◆ READING PASSAGE:
..........
Within this chaos, we develop alarm fatigue. Indeed, an effective if not intentionally sinister way of keeping certain voices quiet is to introduce so much noise that it overwhelms our sense of situational awareness. Our once hopeful, disruptive voices begin to seem like just added noise, and when our concerns are repeatedly ignored or dismissed, numbness sets in. Over time, that numbness calcifies into a state of learned helplessness. We go quiet, not out of apathy, but from exhaustion. The silence that remains is often mistaken for complacency. Eventually, we’re seen not as burned out or unheard, but as efficient workers who keep going no matter what, wearing pyrrhic badges of honor for our resilience.
The fragmentation of our voices acts as an accelerator to burnout: we may recognize what dysfunction looks, feels, and sounds like. Yet if we’re each only whispering into the void — unheard by leadership, or worse, unheard by each other — our frustration dissolves into helplessness.
What we need isn’t just to speak, but to speak together. Both history and nature demonstrate that, in rare moments, the power of a collective voice can be undeniable. In 2024, two broods of cicadas emerged simultaneously, a convergence phenomenon that had not occurred in over 200 years. The result was a sonic event that could not be ignored — a roaring, unified chorus singing the true song of summer. When the cicadas finally retreated underground, a sharp silence remained, a space that amplified their sudden absence.
..........
◆ GIVEN ENTRIES:
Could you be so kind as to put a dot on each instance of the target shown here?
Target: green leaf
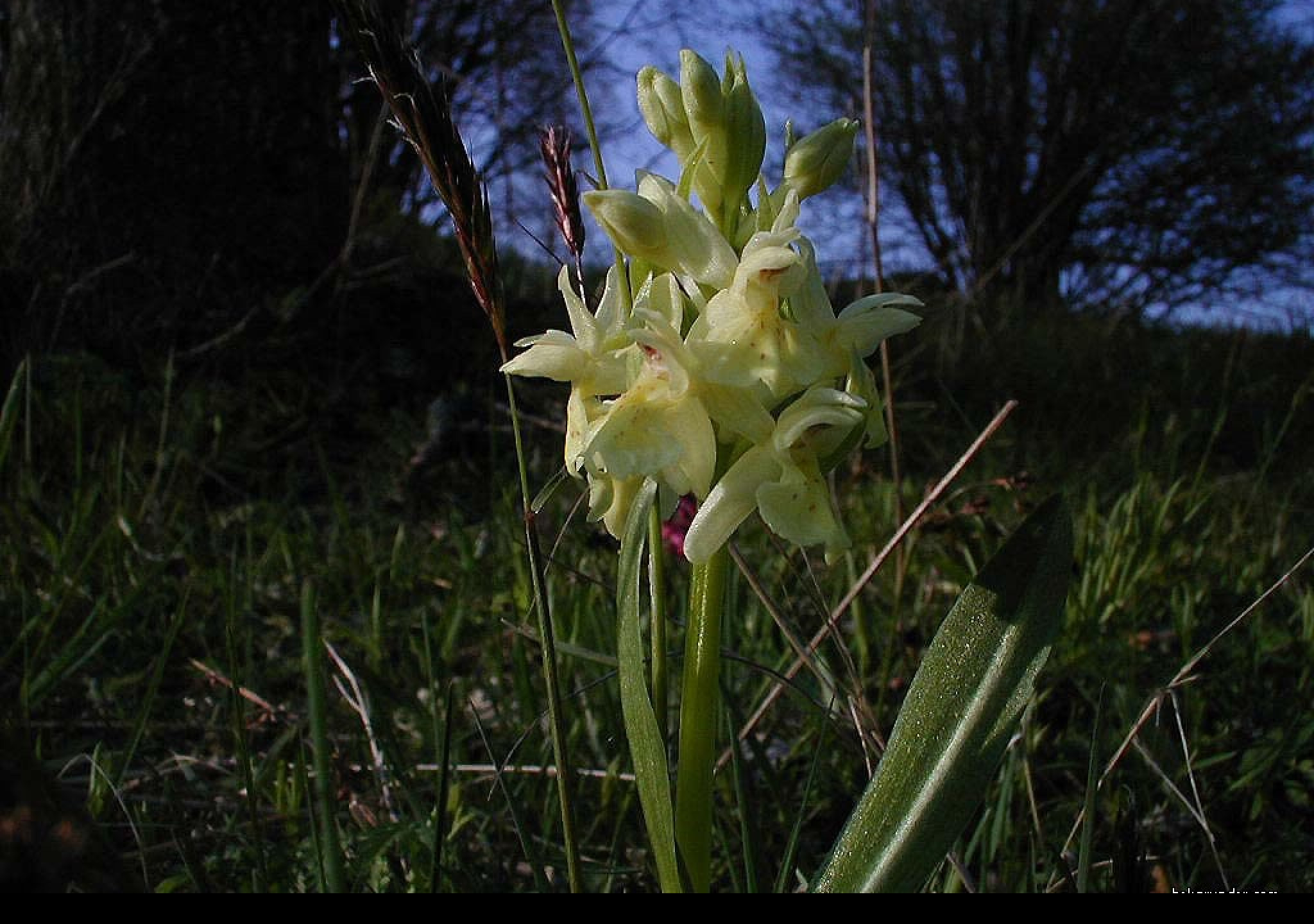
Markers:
(10, 412)
(647, 748)
(954, 727)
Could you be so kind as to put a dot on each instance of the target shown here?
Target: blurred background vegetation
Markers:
(243, 358)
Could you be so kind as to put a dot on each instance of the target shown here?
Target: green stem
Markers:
(698, 714)
(550, 655)
(330, 850)
(577, 75)
(658, 593)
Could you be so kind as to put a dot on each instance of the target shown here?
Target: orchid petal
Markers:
(730, 504)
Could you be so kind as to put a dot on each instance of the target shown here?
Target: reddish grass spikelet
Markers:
(422, 110)
(555, 144)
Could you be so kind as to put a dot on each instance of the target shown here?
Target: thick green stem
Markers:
(550, 656)
(698, 714)
(658, 599)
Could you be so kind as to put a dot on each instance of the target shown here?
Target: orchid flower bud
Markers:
(633, 223)
(663, 110)
(747, 132)
(817, 160)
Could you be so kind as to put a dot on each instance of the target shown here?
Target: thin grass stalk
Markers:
(873, 216)
(556, 715)
(330, 850)
(577, 76)
(590, 129)
(658, 626)
(426, 119)
(698, 714)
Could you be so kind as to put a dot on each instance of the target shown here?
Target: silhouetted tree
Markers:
(1118, 154)
(171, 170)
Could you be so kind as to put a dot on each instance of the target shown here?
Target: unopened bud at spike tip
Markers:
(633, 223)
(817, 160)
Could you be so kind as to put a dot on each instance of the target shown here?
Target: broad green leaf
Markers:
(647, 748)
(954, 727)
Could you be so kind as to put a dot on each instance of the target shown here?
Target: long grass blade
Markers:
(960, 714)
(330, 848)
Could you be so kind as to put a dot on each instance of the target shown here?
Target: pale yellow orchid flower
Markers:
(782, 479)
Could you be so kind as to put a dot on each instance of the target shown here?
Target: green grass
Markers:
(157, 534)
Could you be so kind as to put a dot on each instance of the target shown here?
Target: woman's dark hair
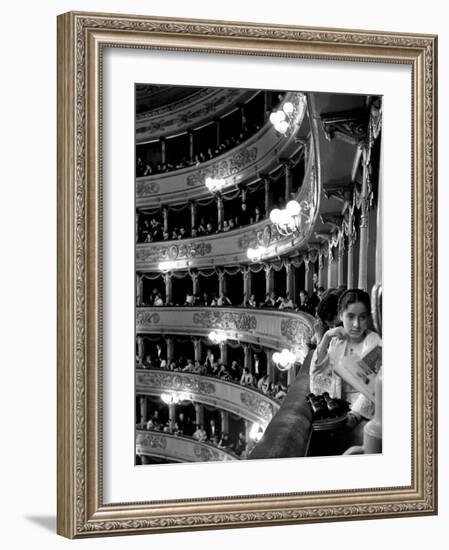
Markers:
(327, 309)
(351, 297)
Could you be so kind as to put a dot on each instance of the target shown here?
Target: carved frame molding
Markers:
(81, 511)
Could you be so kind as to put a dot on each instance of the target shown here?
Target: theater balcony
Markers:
(248, 403)
(274, 329)
(173, 448)
(259, 154)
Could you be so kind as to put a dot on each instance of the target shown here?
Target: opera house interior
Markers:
(258, 274)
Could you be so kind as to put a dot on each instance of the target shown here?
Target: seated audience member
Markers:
(223, 373)
(223, 300)
(281, 392)
(285, 302)
(270, 300)
(304, 303)
(190, 367)
(180, 425)
(158, 301)
(244, 214)
(210, 359)
(200, 434)
(265, 379)
(235, 371)
(240, 444)
(345, 345)
(252, 301)
(225, 442)
(247, 378)
(326, 314)
(257, 216)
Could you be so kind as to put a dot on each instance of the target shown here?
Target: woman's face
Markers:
(355, 321)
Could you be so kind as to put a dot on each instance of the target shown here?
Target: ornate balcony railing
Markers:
(207, 104)
(254, 156)
(271, 328)
(248, 403)
(178, 449)
(231, 247)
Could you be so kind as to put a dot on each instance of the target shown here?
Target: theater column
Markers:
(165, 218)
(289, 280)
(143, 410)
(246, 284)
(199, 414)
(197, 349)
(247, 362)
(340, 259)
(266, 182)
(268, 279)
(306, 274)
(364, 223)
(224, 422)
(168, 288)
(220, 211)
(223, 353)
(192, 214)
(140, 349)
(288, 180)
(194, 277)
(139, 289)
(271, 367)
(221, 282)
(170, 349)
(171, 416)
(191, 154)
(320, 268)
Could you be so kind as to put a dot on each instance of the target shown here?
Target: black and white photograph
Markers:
(258, 269)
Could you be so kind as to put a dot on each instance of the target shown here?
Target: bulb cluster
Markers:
(217, 337)
(280, 119)
(284, 360)
(214, 184)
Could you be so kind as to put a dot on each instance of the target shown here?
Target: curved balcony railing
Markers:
(272, 328)
(178, 449)
(254, 156)
(248, 403)
(195, 110)
(230, 248)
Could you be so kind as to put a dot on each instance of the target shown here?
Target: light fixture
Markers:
(291, 113)
(174, 398)
(256, 432)
(284, 360)
(214, 185)
(291, 219)
(256, 254)
(167, 266)
(217, 337)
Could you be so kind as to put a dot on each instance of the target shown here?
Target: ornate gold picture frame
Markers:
(82, 509)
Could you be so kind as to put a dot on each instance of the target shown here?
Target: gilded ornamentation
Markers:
(150, 441)
(225, 320)
(147, 318)
(391, 505)
(175, 381)
(257, 404)
(158, 253)
(224, 168)
(296, 331)
(144, 188)
(206, 454)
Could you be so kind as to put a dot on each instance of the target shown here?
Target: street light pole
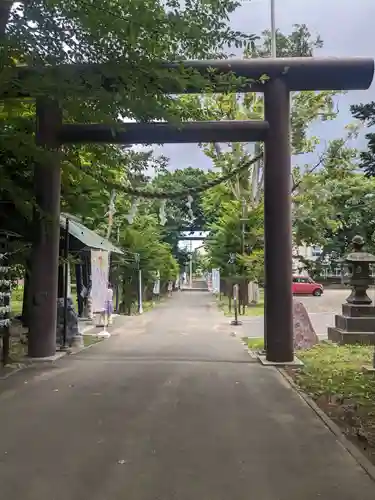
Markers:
(273, 30)
(191, 266)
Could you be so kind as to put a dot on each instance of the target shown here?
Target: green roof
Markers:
(86, 236)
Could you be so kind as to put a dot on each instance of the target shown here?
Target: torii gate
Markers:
(282, 77)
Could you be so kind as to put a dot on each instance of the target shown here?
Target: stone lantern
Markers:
(356, 324)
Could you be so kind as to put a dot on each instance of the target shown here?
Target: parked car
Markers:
(303, 285)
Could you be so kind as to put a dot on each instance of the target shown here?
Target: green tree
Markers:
(366, 114)
(245, 190)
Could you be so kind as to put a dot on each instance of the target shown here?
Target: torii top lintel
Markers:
(299, 73)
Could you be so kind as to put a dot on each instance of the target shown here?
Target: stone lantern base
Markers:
(356, 325)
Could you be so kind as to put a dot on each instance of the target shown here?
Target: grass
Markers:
(333, 377)
(254, 310)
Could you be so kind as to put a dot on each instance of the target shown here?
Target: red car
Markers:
(303, 285)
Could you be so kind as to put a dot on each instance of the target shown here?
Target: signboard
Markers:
(99, 279)
(156, 290)
(304, 333)
(216, 281)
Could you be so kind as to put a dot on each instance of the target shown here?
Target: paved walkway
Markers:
(172, 408)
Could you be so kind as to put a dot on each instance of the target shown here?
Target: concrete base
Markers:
(103, 334)
(342, 337)
(77, 342)
(263, 360)
(48, 359)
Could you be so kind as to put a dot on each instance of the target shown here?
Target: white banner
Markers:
(99, 279)
(216, 281)
(156, 290)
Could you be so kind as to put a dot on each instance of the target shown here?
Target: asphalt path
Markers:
(170, 408)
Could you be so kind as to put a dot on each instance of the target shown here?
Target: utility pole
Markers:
(191, 265)
(273, 29)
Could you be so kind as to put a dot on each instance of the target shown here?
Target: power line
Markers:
(181, 193)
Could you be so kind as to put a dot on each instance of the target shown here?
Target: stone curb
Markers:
(366, 465)
(59, 355)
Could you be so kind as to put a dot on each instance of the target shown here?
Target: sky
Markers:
(346, 28)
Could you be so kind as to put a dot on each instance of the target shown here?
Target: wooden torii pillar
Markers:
(276, 78)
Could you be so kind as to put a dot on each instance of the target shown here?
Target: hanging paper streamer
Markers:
(133, 211)
(188, 204)
(110, 213)
(162, 216)
(5, 289)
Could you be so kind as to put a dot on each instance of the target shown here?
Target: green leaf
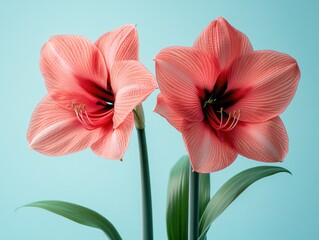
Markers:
(204, 193)
(230, 191)
(177, 200)
(79, 214)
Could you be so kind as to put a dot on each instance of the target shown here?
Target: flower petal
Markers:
(120, 44)
(131, 83)
(184, 75)
(56, 131)
(265, 141)
(269, 80)
(223, 41)
(69, 62)
(163, 108)
(115, 141)
(207, 153)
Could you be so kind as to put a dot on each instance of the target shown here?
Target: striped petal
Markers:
(265, 141)
(120, 44)
(164, 109)
(269, 80)
(207, 153)
(131, 83)
(223, 41)
(69, 63)
(184, 75)
(115, 141)
(56, 131)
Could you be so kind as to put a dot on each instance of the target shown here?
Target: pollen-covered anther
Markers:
(231, 122)
(236, 115)
(82, 114)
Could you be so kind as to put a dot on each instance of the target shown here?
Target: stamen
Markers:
(235, 120)
(83, 118)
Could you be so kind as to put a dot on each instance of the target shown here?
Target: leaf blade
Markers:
(79, 214)
(230, 191)
(177, 200)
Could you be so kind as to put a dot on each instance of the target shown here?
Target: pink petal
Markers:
(270, 80)
(131, 83)
(184, 75)
(120, 44)
(70, 62)
(56, 131)
(164, 109)
(115, 141)
(265, 141)
(223, 41)
(207, 153)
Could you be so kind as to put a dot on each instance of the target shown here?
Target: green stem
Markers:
(145, 175)
(193, 206)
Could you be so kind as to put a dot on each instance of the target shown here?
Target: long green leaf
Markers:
(230, 191)
(204, 193)
(79, 214)
(177, 200)
(178, 197)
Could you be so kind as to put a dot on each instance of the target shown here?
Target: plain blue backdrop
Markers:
(278, 207)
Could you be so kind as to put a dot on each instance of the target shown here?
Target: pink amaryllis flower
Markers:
(225, 98)
(92, 91)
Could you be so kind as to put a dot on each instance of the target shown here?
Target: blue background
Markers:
(279, 207)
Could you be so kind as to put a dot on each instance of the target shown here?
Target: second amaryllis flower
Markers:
(225, 98)
(92, 91)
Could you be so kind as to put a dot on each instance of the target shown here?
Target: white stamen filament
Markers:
(79, 110)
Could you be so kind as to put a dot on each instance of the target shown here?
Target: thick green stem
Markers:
(145, 176)
(193, 206)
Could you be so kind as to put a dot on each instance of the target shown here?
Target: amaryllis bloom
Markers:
(225, 98)
(92, 91)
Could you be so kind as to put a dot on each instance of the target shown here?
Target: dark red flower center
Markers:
(216, 105)
(97, 108)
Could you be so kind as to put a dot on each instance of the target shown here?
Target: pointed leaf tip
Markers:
(230, 191)
(79, 214)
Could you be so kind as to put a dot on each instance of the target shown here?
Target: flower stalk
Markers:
(145, 174)
(193, 206)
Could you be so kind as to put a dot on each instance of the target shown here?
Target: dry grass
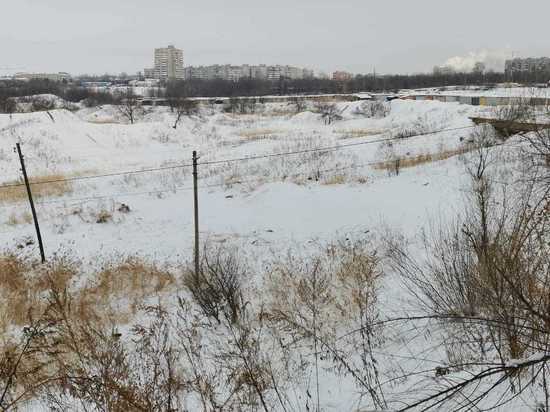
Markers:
(122, 287)
(19, 193)
(102, 121)
(406, 162)
(16, 219)
(357, 133)
(117, 292)
(23, 286)
(338, 179)
(258, 134)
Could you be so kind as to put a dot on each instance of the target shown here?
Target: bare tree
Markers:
(183, 106)
(486, 281)
(128, 105)
(299, 103)
(7, 105)
(329, 112)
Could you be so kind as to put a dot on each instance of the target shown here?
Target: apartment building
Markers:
(245, 71)
(168, 64)
(341, 76)
(527, 65)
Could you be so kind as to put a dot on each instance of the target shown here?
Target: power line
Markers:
(71, 179)
(246, 158)
(330, 148)
(241, 181)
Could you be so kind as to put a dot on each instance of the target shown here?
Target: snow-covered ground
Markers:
(93, 142)
(323, 188)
..........
◆ REQUIRED ACTIONS:
A. Return the section of the passage about alarm fatigue from "The fragmentation of" to "their sudden absence.", copied word for word.
B. Resume the passage about alarm fatigue after its final sentence, extending it in the same voice.
The records have nothing to do with the passage about alarm fatigue.

◆ RESPONSES:
A.
The fragmentation of our voices acts as an accelerator to burnout: we may recognize what dysfunction looks, feels, and sounds like. Yet if we’re each only whispering into the void — unheard by leadership, or worse, unheard by each other — our frustration dissolves into helplessness.
What we need isn’t just to speak, but to speak together. Both history and nature demonstrate that, in rare moments, the power of a collective voice can be undeniable. In 2024, two broods of cicadas emerged simultaneously, a convergence phenomenon that had not occurred in over 200 years. The result was a sonic event that could not be ignored — a roaring, unified chorus singing the true song of summer. When the cicadas finally retreated underground, a sharp silence remained, a space that amplified their sudden absence.

B.
Situational awareness is not just about recognizing what’s loud — it’s about noticing what’s no longer there. Obviously, clinicians are not cicadas, and our voices are typically not homogenous. Only recently have groups of physicians been able to raise their voices in unison through unionization, an act that seems almost heretical, yet necessary. These physicians dared to ask: When our voices are not speaking in unison, and when we finally go quiet, who will notice? Who will recognize when the pulse ox has trailed off into silence? Who will hear that the suction isn’t on?
American health care is a ten-alarm fire, and many have been warning about it for years. A great deal has already been written about burnout, corporatization, and moral injury. So the question is no longer what’s wrong. The question is how we raise our voices in a way that cuts through the noise. It’s not as simple as unionizing, though that may help. It’s not as easy as donating to our specialty society’s PAC, though that may be necessary. What we need is something more insistent and sustained — not chaos, but harmony; not complaints, but a chorus.
What are some ways you've worked with colleagues to raise your voices and incite change in your health care institution?
Dr. Priya Rajdev is a surgeon specializing in minimally invasive abdominal wall reconstruction and benign foregut surgery in Phoenix, AZ. She is passionate about medical education, health literacy, and the importance of play in daily life. She enjoys gardening, reading, celebrating everyday absurdities and serendipities, and improv comedy. Dr. Rajdev was a 2024-2025 Doximity Op-Med Fellow.